Lindbergichthys is a genus of marine ray-finned fishes belonging to the family Nototheniidae, the notothens or cod icefishes.

They are native to the Southern Ocean.

==Taxonomy==
Lindbergichthys was first formally described in 1976 as Lindbergia, a subgenus of Lepidonotothen, by the Soviet ichthyologist Arkadii Vladimirovich Balushkin with Notothenia mizops as the type species. However, Lindbergia was preoccupied by a Gastropod genus described by Riedel in 1959 and in 1979 Balushkin replaced the name with Lindbergichthys.

==Etymology==
The name of honours the Soviet ichthyologist Georgiĭ Ustinovich Lindberg who died in 1976. The genus is not recognised by all authorities and, for example, is treated as a synonym of Nototheniops by the Catalog of Fishes but is treated as a valid genus by FishBase. Some authorities place this taxon in the subfamily Nototheniinae, but the 5th edition of Fishes of the World does not include subfamilies in the Nototheniidae.

(Referring expression data)
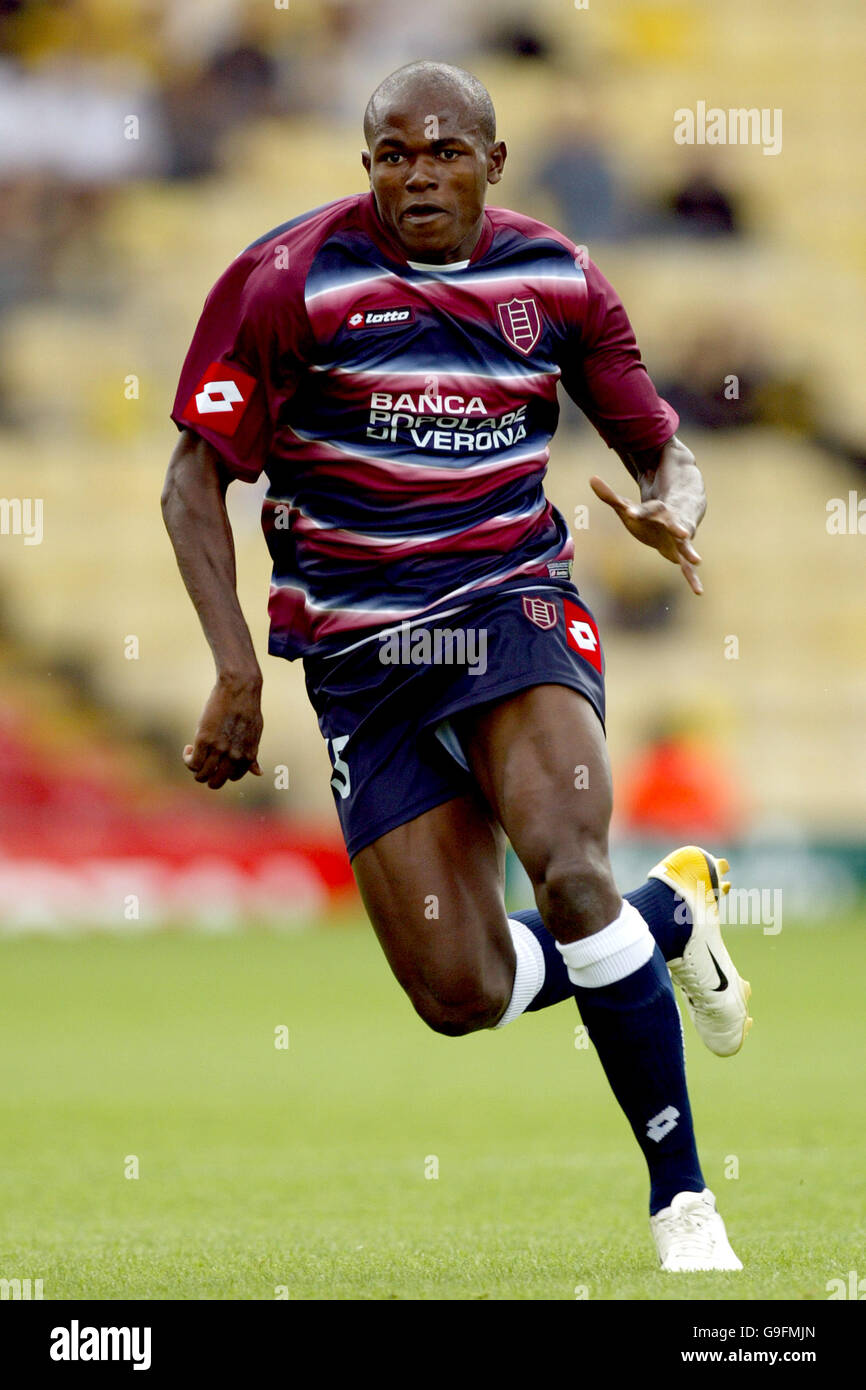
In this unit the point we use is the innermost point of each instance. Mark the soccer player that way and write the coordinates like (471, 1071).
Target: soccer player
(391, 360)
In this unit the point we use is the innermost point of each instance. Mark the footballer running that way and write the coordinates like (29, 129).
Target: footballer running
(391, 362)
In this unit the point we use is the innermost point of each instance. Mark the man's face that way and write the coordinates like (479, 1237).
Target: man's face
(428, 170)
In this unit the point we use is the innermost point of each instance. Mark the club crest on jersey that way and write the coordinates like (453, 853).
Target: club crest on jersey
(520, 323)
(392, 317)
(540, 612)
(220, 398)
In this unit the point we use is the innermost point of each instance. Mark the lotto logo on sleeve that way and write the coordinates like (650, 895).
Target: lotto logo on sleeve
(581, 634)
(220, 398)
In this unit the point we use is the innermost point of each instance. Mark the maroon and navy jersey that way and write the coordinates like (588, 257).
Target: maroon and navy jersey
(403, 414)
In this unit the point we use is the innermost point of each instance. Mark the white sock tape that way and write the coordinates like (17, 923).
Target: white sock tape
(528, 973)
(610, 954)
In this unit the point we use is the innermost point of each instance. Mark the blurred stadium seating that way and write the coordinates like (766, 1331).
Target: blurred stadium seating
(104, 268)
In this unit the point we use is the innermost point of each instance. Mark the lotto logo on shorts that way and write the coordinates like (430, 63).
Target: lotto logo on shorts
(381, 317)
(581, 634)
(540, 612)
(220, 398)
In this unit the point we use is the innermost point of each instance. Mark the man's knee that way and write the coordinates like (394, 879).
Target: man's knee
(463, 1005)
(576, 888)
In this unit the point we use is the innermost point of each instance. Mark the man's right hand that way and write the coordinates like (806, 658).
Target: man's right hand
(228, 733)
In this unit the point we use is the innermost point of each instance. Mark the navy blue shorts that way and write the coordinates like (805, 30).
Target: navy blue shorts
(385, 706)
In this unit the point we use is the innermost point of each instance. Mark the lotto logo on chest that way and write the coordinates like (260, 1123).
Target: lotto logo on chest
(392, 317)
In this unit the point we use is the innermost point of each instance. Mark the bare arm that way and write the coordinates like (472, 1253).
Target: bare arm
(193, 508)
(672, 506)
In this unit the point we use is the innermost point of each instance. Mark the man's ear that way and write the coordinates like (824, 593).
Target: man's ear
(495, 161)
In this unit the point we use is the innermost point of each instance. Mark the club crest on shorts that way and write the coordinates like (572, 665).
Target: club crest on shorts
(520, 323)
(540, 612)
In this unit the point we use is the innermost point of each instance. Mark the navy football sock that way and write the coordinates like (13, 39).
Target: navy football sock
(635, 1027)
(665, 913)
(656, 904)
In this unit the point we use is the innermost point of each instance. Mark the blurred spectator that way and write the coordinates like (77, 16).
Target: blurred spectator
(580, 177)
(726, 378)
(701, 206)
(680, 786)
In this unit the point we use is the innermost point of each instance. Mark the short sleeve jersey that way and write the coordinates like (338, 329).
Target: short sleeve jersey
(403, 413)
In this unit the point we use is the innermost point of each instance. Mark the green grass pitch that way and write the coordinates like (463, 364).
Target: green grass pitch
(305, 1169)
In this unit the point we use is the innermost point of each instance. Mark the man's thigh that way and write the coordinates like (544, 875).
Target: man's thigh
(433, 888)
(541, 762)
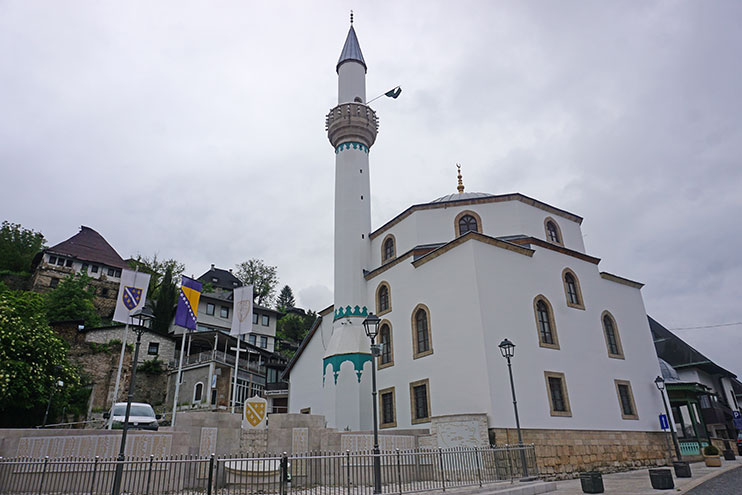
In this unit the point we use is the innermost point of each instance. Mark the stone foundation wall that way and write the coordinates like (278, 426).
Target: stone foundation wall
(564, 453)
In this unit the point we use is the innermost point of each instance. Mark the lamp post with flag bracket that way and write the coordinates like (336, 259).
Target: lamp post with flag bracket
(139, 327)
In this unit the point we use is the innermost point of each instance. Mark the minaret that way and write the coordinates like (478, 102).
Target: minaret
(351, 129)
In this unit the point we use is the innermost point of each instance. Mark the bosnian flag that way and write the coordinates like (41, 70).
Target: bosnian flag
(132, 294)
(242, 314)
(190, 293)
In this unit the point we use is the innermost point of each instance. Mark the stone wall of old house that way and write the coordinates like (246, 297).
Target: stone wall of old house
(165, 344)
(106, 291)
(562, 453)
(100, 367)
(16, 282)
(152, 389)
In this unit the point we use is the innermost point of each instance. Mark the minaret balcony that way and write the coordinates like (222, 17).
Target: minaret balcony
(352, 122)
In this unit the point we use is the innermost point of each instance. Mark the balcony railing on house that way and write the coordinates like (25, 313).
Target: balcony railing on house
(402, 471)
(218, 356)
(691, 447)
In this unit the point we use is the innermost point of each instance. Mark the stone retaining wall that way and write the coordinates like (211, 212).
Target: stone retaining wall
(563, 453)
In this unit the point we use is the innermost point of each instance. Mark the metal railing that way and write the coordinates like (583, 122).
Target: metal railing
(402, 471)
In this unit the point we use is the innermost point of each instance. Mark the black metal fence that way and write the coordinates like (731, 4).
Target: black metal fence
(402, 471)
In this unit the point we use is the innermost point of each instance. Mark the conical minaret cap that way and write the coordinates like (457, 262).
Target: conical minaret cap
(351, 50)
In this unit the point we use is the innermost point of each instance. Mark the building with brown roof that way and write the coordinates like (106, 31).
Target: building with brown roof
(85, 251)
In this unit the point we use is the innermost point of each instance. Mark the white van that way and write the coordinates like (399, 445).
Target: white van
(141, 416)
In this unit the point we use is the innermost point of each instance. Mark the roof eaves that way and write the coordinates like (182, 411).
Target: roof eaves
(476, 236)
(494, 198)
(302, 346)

### Exercise set
#1 In the text on Lindbergichthys, what name did Balushkin give the genus in 1979 to replace Lindbergia?
#2 Transcribe the stretch of the text on Lindbergichthys from "Lindbergichthys is a" through "the Southern Ocean." word for word.
#3 Go on with the text on Lindbergichthys from the point where it stops.

### Task responses
#1 Lindbergichthys

#2
Lindbergichthys is a genus of marine ray-finned fishes belonging to the family Nototheniidae, the notothens or cod icefishes.

They are native to the Southern Ocean.

#3
==Species==
Two recognized species are in this genus:
- Lindbergichthys mizops (Günther, 1880) (Toad notie)
- Lindbergichthys nudifrons (Lönnberg, 1905) (Yellowfin notie)

==Characteristics==
Lindbergichthys notothens have a variable amount of scales on the head but the snout. lower jaw, nasal area, the area to the front of the eyes and the orbit are always unscaled. The rear part of the head may be scaled or unscaled. The upper lateral line has tubed scales while the middle lateral line has no tubed scales. In smaller fishes the pelvic fins are longer than the pectoral fins but they are equal in size in larger fishes. The caudal fins have 12-14 branched fin rays. The maximum total length is between 15 and 19.5 cm.

==Distribution and habitat==
Lindbergichthys notothens are found in the Scotia Arc from the Antarctic Peninsula to South Georgia in the Atlantic section of the Southern Ocean and from the Kerguelen Islands, Heard Islands, Crozet Islands and Prince Edward Islands.

==Biology==
Lindbergichthys notothens are benthic fishes which feed on small benthic invertebrates moving on to fish eggs and small crustaceans when they are larger.